**Given problem**
Copy the material below word for word, starting at the line that contains "outline --target skin" and ending at the line that contains "M 55 92 L 74", both included.
────────
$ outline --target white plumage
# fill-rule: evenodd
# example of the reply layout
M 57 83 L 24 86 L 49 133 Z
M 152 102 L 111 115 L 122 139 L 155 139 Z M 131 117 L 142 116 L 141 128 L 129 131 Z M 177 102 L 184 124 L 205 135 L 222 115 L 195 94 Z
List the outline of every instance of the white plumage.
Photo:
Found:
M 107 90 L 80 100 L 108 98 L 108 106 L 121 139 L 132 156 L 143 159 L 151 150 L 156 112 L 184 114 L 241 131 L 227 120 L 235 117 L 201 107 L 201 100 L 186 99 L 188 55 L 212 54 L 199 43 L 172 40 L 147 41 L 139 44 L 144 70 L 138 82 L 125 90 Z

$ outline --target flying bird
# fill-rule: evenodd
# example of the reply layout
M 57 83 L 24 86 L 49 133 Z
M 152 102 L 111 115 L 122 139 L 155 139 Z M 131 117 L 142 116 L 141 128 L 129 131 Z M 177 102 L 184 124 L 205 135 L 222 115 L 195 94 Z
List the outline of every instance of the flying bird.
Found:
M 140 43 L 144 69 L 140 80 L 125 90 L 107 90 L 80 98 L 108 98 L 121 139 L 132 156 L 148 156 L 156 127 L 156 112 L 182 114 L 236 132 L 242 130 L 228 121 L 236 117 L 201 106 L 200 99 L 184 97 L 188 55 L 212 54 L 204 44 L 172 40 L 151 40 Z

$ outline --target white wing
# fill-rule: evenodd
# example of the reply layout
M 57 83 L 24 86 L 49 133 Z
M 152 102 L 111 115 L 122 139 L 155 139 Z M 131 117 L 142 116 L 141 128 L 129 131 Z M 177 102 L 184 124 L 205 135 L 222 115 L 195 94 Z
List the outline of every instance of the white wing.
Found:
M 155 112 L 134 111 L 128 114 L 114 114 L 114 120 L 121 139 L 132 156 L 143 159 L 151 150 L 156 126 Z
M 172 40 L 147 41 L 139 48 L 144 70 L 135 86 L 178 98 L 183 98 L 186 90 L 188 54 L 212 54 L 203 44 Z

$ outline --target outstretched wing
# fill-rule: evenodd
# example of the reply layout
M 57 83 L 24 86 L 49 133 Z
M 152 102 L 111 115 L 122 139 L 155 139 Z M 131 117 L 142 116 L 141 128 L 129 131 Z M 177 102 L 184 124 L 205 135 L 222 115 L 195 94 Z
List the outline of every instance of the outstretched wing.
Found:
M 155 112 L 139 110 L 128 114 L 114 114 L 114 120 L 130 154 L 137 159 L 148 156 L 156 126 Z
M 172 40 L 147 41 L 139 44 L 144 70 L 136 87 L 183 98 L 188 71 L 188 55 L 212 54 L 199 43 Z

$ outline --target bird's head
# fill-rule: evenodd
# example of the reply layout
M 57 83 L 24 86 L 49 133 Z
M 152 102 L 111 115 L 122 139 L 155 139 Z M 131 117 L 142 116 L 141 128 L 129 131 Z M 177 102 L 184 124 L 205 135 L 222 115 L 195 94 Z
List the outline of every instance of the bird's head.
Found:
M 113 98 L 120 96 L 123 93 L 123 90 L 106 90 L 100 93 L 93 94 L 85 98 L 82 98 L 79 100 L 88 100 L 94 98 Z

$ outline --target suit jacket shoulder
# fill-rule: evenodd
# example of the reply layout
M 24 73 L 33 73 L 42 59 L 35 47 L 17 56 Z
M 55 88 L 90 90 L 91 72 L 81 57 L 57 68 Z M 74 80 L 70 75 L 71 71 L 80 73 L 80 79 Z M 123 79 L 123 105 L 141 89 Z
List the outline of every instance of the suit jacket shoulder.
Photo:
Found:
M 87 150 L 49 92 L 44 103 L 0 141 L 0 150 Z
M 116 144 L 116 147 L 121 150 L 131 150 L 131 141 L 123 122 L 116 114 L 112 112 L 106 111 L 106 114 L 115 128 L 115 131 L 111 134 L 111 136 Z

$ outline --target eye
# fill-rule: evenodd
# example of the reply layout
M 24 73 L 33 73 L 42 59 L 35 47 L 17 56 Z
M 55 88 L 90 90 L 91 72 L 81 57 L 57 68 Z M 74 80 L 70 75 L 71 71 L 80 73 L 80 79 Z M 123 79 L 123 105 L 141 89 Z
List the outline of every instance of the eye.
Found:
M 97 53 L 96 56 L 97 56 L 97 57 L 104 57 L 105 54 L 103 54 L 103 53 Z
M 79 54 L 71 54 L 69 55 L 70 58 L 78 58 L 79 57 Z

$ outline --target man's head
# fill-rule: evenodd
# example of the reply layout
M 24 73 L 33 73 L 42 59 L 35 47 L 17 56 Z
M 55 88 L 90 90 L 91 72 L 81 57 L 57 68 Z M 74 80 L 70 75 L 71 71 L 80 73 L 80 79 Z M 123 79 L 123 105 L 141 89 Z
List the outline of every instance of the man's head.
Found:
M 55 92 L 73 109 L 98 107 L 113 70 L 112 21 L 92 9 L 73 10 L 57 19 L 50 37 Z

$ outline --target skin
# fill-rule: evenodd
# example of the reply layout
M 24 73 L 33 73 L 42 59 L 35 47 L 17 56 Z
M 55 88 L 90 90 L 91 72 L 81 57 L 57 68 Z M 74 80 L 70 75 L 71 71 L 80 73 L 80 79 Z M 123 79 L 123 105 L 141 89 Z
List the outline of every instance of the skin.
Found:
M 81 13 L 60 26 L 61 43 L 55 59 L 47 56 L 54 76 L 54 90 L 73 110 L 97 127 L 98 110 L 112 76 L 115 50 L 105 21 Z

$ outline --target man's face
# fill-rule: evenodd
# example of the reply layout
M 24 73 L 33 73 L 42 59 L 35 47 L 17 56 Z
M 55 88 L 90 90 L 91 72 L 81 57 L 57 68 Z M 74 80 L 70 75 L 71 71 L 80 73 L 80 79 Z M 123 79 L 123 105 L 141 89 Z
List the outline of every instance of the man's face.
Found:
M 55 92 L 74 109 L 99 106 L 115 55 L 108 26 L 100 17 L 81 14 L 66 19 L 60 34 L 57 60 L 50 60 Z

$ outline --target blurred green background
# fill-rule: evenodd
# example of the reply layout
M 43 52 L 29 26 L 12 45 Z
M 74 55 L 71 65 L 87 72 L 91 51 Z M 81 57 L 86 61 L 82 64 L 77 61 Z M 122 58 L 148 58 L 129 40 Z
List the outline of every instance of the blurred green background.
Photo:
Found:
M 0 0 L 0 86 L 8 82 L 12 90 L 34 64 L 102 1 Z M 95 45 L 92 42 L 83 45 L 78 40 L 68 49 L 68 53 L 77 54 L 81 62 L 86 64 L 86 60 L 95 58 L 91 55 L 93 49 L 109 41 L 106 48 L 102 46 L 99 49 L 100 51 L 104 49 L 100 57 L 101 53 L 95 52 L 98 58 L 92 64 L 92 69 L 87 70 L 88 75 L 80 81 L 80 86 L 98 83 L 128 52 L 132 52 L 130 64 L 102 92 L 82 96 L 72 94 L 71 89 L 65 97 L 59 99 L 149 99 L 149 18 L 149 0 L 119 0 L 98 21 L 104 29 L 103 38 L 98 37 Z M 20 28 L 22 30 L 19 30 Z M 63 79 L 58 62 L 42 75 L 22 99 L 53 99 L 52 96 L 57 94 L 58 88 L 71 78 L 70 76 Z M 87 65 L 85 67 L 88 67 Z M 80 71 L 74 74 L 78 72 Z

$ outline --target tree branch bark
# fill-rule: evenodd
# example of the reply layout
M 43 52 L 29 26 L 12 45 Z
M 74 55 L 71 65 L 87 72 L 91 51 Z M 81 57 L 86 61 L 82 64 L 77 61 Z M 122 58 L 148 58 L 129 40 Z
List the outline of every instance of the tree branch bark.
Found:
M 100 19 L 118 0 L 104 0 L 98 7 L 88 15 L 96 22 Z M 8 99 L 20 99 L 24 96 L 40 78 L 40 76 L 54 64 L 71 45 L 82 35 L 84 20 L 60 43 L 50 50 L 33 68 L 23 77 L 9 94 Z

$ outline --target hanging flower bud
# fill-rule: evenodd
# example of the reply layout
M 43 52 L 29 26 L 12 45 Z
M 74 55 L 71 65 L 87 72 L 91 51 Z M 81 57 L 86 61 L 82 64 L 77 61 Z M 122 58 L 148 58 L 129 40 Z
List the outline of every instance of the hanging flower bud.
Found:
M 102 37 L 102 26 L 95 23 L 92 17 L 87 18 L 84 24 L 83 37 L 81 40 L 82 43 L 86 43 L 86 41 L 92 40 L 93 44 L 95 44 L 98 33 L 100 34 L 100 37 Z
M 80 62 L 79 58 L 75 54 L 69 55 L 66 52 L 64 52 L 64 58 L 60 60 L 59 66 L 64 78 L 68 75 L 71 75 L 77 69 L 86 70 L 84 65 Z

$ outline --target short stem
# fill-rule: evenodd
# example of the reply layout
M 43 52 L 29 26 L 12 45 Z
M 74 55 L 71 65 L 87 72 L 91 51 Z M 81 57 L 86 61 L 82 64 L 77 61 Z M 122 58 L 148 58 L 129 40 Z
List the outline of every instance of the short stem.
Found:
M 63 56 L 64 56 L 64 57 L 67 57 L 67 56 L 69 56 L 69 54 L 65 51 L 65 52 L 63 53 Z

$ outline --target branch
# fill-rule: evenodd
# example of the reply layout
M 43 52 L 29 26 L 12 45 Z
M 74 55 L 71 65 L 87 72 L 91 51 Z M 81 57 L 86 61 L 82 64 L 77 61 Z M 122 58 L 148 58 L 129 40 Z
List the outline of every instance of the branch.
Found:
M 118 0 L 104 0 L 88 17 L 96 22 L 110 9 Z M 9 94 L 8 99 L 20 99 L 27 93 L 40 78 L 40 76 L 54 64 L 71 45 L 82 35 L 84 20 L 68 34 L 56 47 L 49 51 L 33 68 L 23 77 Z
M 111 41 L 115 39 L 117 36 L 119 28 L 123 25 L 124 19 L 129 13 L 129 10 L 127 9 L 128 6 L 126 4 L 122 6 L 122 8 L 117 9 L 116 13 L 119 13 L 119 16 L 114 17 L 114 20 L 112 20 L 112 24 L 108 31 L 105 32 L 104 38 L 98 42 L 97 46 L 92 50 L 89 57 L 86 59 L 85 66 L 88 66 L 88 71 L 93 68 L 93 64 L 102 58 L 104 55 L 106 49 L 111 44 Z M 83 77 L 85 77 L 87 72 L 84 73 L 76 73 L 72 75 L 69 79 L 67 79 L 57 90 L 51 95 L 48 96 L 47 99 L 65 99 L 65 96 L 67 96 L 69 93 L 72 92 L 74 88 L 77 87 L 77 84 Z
────────
**Solution to the exercise**
$ outline --target skin
# fill-rule: evenodd
# example of the reply layout
M 24 73 L 33 73 L 42 59 L 35 47 L 17 56 Z
M 55 88 L 90 90 L 91 72 L 81 57 L 57 68 Z M 74 80 L 70 75 L 71 71 L 80 73 L 80 79 Z M 123 79 L 123 105 L 141 89 Z
List the outline of every instance of the skin.
Found:
M 81 13 L 60 26 L 61 43 L 55 59 L 47 56 L 54 76 L 54 90 L 73 110 L 97 127 L 98 110 L 112 76 L 115 50 L 105 21 Z

$ outline --target man's face
# fill-rule: evenodd
# example of the reply layout
M 24 73 L 33 73 L 42 59 L 35 47 L 17 56 Z
M 55 88 L 90 90 L 91 72 L 81 57 L 57 68 Z M 74 80 L 70 75 L 71 71 L 80 73 L 80 79 Z M 123 79 L 123 105 L 141 89 Z
List the outline of every instance of the man's face.
Found:
M 55 92 L 74 109 L 99 106 L 115 55 L 108 26 L 100 17 L 81 14 L 66 19 L 60 34 L 57 60 L 50 60 Z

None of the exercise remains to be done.